What this task involves — The entire listing is to be repeated verbatim.

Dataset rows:
_____
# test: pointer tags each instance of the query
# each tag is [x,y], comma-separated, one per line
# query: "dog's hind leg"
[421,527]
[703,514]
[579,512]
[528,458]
_____
The completed task —
# test: pointer tags each instance of the query
# each tag is [x,y], comma-separated, one per line
# query: "dog's hind leg"
[421,527]
[703,514]
[579,512]
[528,458]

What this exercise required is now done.